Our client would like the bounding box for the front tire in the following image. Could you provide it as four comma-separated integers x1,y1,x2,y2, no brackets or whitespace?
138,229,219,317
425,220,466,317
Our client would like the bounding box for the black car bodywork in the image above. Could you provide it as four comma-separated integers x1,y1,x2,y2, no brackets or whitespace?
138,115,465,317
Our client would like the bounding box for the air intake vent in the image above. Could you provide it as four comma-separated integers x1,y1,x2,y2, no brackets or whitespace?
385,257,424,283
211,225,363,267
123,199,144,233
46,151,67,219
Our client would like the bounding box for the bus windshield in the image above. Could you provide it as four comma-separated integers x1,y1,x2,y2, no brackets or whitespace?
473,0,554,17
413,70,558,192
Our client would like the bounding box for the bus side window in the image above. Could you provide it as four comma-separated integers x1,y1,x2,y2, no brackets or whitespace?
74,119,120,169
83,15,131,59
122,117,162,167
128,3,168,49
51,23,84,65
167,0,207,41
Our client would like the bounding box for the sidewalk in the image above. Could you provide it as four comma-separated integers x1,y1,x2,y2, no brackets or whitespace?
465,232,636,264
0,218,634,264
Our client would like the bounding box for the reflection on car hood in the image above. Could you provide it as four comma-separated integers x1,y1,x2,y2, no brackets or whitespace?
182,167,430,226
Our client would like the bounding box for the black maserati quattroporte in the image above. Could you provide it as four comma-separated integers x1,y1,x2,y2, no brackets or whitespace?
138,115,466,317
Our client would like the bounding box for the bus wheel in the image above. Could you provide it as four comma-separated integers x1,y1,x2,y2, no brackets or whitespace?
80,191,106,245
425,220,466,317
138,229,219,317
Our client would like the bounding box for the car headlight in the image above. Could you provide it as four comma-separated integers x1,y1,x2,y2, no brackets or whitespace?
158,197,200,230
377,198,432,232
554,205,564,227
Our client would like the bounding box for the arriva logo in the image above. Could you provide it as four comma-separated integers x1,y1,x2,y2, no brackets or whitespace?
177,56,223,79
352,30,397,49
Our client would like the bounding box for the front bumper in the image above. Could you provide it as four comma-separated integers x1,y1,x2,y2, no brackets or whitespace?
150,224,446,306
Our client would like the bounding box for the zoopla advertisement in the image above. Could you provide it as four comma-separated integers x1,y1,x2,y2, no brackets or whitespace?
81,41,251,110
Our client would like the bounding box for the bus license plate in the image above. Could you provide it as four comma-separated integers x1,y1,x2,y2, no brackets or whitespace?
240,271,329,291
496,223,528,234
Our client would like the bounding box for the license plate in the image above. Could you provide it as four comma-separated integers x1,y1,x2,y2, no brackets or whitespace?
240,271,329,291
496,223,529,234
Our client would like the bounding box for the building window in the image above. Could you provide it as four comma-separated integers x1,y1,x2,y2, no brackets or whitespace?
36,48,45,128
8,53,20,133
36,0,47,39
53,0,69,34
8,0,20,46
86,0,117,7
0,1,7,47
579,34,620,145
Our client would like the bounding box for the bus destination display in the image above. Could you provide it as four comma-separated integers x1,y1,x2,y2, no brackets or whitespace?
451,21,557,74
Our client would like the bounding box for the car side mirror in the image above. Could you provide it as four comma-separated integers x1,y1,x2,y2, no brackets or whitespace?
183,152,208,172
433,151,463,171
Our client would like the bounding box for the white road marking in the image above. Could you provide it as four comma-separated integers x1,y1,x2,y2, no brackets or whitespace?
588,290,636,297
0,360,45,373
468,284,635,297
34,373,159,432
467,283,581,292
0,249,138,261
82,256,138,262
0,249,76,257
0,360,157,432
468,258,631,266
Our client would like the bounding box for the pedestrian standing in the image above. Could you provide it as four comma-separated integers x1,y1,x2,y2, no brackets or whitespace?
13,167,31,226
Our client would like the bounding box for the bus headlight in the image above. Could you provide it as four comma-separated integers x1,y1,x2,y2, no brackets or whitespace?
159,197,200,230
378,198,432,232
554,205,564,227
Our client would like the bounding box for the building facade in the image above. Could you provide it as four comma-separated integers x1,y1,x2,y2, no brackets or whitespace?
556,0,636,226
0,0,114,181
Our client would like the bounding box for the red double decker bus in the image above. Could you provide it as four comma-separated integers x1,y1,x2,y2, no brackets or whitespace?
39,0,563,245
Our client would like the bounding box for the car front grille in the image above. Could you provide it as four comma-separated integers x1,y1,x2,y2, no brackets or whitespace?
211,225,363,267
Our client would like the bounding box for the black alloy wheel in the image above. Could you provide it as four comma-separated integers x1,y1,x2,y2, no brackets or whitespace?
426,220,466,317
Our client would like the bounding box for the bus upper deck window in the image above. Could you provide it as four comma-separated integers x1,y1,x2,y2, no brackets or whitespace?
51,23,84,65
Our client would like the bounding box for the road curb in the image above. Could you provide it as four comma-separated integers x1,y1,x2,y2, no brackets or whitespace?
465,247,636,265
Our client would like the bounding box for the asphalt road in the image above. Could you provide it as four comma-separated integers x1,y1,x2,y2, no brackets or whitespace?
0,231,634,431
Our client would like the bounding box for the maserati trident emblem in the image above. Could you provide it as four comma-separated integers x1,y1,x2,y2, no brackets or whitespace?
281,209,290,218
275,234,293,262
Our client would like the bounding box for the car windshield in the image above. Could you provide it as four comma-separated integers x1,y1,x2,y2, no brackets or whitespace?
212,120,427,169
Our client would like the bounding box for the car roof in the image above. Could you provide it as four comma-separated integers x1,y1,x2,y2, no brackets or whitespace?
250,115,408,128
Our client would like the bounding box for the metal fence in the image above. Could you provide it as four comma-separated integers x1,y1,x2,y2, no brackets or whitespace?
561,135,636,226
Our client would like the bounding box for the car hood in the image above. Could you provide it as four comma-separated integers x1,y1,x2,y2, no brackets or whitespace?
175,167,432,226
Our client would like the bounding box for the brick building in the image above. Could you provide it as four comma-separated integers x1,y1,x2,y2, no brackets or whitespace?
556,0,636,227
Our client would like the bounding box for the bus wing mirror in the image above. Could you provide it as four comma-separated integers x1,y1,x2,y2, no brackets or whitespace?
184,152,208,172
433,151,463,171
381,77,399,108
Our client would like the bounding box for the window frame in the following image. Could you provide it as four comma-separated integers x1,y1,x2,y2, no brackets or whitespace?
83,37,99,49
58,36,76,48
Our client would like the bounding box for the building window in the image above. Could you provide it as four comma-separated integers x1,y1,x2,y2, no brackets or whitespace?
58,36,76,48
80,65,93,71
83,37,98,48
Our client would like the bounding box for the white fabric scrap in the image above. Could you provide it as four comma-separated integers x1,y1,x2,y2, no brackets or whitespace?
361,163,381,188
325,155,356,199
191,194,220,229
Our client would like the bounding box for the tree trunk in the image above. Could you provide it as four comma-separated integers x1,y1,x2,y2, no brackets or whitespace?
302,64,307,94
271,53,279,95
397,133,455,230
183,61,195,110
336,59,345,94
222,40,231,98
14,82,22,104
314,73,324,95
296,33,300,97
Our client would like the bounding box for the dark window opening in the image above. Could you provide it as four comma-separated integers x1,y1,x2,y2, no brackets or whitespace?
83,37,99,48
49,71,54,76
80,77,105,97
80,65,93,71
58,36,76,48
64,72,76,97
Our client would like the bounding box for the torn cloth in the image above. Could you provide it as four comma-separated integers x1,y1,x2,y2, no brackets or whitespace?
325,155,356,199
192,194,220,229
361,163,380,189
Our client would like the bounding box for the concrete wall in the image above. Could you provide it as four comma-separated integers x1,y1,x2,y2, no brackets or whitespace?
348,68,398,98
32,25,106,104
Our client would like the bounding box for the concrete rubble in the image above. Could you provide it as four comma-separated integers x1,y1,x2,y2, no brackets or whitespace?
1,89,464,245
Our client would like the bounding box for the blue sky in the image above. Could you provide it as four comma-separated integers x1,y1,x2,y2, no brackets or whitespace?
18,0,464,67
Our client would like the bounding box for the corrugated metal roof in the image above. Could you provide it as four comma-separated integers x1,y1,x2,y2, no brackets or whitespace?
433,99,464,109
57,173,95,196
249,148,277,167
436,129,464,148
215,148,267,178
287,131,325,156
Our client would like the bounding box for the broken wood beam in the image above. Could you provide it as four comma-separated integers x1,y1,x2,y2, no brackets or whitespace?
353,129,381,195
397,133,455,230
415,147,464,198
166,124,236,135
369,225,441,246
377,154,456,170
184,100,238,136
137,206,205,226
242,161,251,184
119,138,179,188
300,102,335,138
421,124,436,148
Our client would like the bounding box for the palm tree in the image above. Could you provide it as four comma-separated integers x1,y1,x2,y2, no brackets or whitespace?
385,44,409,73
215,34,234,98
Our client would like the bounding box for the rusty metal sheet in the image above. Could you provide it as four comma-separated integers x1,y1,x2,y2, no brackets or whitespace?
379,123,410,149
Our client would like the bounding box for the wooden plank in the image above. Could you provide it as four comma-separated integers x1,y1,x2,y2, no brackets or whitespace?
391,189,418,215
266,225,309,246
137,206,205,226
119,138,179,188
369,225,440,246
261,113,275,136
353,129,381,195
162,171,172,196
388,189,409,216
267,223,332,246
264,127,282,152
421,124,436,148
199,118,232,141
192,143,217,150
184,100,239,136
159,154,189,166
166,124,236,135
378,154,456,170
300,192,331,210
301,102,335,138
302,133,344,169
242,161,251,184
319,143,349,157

## Goal of the exercise
The response should consist only of the lines running from the one that contains "Our client would like the bounding box for the palm" through the end of the material, repeated exactly.

## Exercise response
Our client would like the bounding box for the palm tree in the image above. Could you provide it as four comma-separated integers x1,y1,x2,y2, no brackets or whitespace?
385,44,409,73
215,34,234,98
Our client would like the bounding box for the rusty metal sheet in the image above. Could you provide it as four comma-separated integers x1,y1,x2,y2, no brackets or whitespace?
379,123,410,149
Our client would like the bounding box for the wooden plank in the image above. Could you provide it as four comma-separated integers x1,y1,x2,y2, no brackets or whitespace?
391,189,418,215
266,225,309,246
137,206,205,226
119,138,179,188
369,225,440,246
261,113,275,136
353,129,381,195
162,171,172,196
388,189,409,216
267,223,332,246
264,127,282,152
421,124,436,148
199,118,232,141
192,143,217,150
184,100,239,136
159,154,189,166
166,124,236,135
378,154,456,170
300,192,331,210
301,102,335,138
302,133,344,169
242,161,251,184
319,143,349,157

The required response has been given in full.